→ Do this
Put the lines starting at the one containing "Please locate the nurphoto" and ending at the one containing "column 583, row 245" into a Markdown table with the columns No. and Line, numbering each row and skipping blank lines.
[START OF Records shown]
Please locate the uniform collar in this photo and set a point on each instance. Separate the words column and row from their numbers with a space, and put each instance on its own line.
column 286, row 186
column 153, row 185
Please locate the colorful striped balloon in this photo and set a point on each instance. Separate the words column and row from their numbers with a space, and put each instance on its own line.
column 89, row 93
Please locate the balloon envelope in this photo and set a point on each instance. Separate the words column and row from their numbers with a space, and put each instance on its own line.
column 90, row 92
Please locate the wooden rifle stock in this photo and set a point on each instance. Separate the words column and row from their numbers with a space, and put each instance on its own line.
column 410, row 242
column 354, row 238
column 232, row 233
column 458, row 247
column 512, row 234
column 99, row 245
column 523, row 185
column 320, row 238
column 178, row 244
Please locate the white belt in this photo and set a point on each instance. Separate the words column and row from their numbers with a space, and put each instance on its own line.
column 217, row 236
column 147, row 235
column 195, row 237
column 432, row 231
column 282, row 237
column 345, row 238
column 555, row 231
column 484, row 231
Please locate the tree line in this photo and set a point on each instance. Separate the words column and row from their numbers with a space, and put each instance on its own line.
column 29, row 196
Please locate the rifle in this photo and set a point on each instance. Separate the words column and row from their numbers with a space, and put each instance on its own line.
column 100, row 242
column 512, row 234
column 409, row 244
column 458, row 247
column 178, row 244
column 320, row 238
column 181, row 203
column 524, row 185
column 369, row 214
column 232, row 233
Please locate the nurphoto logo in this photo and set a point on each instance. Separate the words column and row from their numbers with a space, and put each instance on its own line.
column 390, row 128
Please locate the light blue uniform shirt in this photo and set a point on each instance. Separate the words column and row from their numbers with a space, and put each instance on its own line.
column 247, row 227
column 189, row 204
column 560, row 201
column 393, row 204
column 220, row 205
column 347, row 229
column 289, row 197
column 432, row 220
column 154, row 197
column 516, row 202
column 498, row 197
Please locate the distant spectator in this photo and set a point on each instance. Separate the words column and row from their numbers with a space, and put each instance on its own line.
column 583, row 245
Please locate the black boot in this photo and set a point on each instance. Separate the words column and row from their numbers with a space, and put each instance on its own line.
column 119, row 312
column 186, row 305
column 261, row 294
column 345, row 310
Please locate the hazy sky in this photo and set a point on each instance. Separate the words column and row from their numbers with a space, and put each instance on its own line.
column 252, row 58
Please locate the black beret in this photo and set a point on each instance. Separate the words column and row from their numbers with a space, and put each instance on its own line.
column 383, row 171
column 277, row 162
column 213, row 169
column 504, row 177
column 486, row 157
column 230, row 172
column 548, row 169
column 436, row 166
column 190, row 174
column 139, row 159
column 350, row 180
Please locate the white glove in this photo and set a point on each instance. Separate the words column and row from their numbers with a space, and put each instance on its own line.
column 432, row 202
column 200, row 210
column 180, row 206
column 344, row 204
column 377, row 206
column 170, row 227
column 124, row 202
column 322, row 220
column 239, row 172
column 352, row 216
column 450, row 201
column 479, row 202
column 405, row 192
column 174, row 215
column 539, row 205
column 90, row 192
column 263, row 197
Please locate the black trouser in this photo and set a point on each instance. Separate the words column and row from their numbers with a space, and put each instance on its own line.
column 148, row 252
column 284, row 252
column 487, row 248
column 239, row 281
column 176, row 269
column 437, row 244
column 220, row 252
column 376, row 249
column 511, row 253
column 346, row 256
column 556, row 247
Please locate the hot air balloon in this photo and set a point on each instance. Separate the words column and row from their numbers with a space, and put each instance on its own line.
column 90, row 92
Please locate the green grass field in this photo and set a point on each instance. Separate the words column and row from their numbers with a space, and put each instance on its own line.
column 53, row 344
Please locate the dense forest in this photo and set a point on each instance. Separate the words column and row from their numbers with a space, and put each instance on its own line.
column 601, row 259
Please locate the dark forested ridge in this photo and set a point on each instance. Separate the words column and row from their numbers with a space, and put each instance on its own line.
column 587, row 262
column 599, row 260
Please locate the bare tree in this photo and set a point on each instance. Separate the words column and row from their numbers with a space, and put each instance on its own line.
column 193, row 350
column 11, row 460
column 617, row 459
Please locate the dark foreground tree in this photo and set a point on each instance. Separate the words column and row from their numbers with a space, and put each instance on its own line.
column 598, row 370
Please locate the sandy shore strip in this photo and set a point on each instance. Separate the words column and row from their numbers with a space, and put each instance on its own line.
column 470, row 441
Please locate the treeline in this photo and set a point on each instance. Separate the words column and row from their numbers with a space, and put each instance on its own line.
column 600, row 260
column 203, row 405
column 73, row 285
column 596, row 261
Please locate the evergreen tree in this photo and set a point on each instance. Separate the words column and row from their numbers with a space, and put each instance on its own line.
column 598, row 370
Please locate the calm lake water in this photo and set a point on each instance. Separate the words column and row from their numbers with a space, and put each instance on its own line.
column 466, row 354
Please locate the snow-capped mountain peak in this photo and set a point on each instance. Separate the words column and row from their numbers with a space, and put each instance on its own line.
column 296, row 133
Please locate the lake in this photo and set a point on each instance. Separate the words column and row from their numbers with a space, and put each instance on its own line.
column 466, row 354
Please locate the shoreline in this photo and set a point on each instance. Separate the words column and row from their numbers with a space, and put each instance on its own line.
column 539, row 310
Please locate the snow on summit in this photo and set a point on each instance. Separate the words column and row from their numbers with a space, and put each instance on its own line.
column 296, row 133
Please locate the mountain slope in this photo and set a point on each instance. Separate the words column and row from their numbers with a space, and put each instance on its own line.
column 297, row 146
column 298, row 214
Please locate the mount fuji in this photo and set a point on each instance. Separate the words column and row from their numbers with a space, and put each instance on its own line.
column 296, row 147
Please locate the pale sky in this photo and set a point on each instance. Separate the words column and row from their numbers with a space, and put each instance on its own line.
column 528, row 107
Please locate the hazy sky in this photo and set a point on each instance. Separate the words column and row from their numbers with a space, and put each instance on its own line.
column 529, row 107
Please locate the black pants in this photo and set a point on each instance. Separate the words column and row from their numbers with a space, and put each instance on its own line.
[END OF Records shown]
→ Written solution
| No. | Line |
|---|---|
| 1 | Please locate the nurphoto logo in this photo and set a point on each instance. Separate the words column and row from their numbers with a space, and put each instance on its own line. |
| 2 | column 390, row 128 |
| 3 | Please locate the light blue uniform shirt in this photo and set a point on each instance. Separate the words column and row from their numbers with a space, and put each instance on its own line. |
| 4 | column 247, row 227 |
| 5 | column 189, row 204 |
| 6 | column 560, row 201 |
| 7 | column 393, row 204 |
| 8 | column 220, row 205 |
| 9 | column 347, row 229 |
| 10 | column 289, row 197 |
| 11 | column 432, row 220 |
| 12 | column 154, row 197 |
| 13 | column 516, row 202 |
| 14 | column 498, row 197 |
| 15 | Please locate the distant spectator in this photo and set a point on each instance. Separate the words column and row from their numbers with a space, and put each instance on its own line. |
| 16 | column 583, row 245 |